All lines in the data that hold the word "floor" need copying.

━━━━━━

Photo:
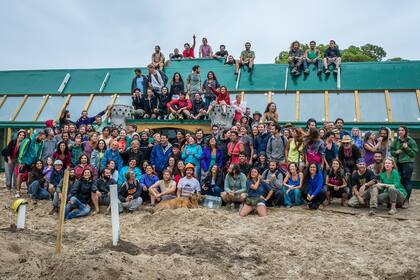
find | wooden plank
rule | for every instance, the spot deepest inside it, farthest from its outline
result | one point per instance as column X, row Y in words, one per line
column 41, row 107
column 297, row 106
column 64, row 106
column 388, row 105
column 326, row 105
column 356, row 104
column 60, row 222
column 19, row 108
column 88, row 102
column 3, row 99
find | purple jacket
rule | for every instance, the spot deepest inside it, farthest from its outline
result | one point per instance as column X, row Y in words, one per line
column 206, row 158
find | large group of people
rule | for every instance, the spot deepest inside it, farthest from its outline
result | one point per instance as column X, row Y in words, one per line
column 253, row 165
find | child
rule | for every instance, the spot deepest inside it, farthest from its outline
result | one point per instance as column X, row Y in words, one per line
column 222, row 97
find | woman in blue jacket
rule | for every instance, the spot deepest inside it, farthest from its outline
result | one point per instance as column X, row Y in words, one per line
column 211, row 155
column 313, row 191
column 192, row 154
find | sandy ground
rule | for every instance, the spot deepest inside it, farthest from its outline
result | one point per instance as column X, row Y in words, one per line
column 214, row 244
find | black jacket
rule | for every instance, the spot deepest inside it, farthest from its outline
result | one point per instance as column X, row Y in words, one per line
column 83, row 190
column 103, row 186
column 145, row 84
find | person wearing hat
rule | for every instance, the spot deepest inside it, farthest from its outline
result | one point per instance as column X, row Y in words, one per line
column 179, row 108
column 188, row 184
column 348, row 154
column 363, row 187
column 10, row 154
column 256, row 117
column 30, row 150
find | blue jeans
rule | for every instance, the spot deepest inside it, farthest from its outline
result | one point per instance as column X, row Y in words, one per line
column 37, row 191
column 318, row 64
column 214, row 190
column 406, row 170
column 294, row 196
column 77, row 209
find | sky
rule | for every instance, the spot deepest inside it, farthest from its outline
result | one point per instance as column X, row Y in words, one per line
column 42, row 34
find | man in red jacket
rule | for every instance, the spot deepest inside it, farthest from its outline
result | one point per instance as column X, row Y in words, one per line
column 180, row 108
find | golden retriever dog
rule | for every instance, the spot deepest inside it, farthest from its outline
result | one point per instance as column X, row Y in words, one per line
column 192, row 201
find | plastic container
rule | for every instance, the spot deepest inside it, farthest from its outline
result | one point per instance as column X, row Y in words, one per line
column 212, row 202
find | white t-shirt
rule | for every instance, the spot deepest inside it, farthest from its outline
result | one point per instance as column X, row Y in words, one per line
column 188, row 186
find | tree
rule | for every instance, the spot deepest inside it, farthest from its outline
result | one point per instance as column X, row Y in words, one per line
column 367, row 52
column 373, row 51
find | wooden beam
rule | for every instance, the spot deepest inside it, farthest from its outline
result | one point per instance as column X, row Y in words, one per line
column 356, row 104
column 88, row 102
column 3, row 99
column 388, row 105
column 326, row 105
column 19, row 108
column 60, row 223
column 63, row 107
column 297, row 106
column 41, row 107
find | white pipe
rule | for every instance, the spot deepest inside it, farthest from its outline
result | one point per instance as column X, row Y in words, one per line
column 115, row 215
column 20, row 224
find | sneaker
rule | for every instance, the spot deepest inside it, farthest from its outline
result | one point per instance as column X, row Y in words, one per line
column 393, row 211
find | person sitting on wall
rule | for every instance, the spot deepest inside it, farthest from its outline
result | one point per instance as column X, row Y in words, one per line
column 295, row 58
column 312, row 55
column 180, row 108
column 247, row 58
column 332, row 56
column 222, row 53
column 189, row 50
column 158, row 59
column 139, row 81
column 198, row 108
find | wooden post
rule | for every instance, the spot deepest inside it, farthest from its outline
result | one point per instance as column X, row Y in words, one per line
column 297, row 106
column 388, row 105
column 46, row 97
column 88, row 102
column 61, row 213
column 63, row 107
column 115, row 215
column 326, row 105
column 22, row 102
column 356, row 104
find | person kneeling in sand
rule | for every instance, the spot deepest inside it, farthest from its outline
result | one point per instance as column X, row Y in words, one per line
column 235, row 186
column 188, row 184
column 259, row 192
column 164, row 189
column 81, row 195
column 129, row 194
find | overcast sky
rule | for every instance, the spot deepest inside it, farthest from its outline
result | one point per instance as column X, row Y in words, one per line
column 44, row 34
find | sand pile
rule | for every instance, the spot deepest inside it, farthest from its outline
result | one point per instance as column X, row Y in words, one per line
column 213, row 244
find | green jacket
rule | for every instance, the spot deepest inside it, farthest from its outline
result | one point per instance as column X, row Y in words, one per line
column 237, row 185
column 406, row 155
column 30, row 150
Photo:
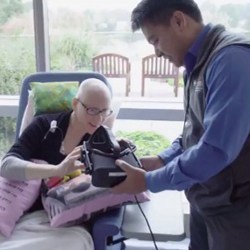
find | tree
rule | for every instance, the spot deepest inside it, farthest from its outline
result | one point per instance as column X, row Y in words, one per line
column 9, row 8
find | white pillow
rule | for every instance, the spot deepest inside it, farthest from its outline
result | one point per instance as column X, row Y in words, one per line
column 29, row 113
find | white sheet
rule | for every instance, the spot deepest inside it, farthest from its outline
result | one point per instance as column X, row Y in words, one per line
column 33, row 232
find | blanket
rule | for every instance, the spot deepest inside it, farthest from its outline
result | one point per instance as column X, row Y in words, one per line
column 33, row 231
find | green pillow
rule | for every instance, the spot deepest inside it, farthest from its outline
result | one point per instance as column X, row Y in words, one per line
column 53, row 97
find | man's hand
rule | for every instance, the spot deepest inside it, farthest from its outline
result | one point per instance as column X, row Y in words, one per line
column 135, row 181
column 150, row 163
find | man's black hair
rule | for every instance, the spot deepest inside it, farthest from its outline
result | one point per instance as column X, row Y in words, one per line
column 160, row 11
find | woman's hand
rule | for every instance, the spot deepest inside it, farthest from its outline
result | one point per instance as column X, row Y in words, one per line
column 70, row 163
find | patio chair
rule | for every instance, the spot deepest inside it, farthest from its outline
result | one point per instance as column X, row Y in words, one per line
column 104, row 228
column 158, row 67
column 113, row 66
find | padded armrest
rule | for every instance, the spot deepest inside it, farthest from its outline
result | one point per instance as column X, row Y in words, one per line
column 106, row 225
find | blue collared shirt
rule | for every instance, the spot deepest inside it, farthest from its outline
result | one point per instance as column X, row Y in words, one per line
column 226, row 122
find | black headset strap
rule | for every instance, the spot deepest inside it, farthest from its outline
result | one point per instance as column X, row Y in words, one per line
column 107, row 139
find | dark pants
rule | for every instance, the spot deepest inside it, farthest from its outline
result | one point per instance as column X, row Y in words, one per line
column 227, row 231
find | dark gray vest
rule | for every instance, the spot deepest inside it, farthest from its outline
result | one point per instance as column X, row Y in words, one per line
column 232, row 185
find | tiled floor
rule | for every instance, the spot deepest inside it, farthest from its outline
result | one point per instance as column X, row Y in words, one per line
column 144, row 245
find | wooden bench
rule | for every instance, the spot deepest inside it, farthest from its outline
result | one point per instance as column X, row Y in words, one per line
column 159, row 67
column 113, row 66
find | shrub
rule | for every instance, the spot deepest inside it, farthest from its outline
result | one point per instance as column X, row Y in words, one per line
column 147, row 142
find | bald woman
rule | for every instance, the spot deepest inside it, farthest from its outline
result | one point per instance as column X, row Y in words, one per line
column 60, row 148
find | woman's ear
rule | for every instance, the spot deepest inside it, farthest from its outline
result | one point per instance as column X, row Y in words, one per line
column 74, row 103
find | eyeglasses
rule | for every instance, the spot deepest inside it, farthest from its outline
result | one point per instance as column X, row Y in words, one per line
column 95, row 111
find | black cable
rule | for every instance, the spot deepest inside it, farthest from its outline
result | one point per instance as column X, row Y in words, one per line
column 149, row 227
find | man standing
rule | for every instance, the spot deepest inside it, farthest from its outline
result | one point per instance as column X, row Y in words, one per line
column 211, row 159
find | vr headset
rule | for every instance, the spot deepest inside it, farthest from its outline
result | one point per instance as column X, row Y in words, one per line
column 99, row 154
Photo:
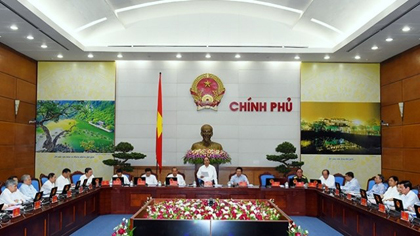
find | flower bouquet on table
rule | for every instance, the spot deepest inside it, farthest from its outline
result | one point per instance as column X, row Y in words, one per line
column 215, row 156
column 296, row 230
column 213, row 209
column 123, row 229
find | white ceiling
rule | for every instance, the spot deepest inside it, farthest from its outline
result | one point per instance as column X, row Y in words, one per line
column 256, row 29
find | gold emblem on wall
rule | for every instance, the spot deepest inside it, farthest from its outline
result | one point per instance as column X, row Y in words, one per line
column 207, row 91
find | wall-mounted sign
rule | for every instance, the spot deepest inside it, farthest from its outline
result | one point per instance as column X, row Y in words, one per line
column 207, row 91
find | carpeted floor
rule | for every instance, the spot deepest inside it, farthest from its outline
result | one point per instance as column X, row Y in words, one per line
column 104, row 226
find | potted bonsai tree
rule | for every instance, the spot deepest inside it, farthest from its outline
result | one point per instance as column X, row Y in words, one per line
column 287, row 153
column 123, row 153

━━━━━━

Finished exercise.
find | tiled floor
find | carpeted floor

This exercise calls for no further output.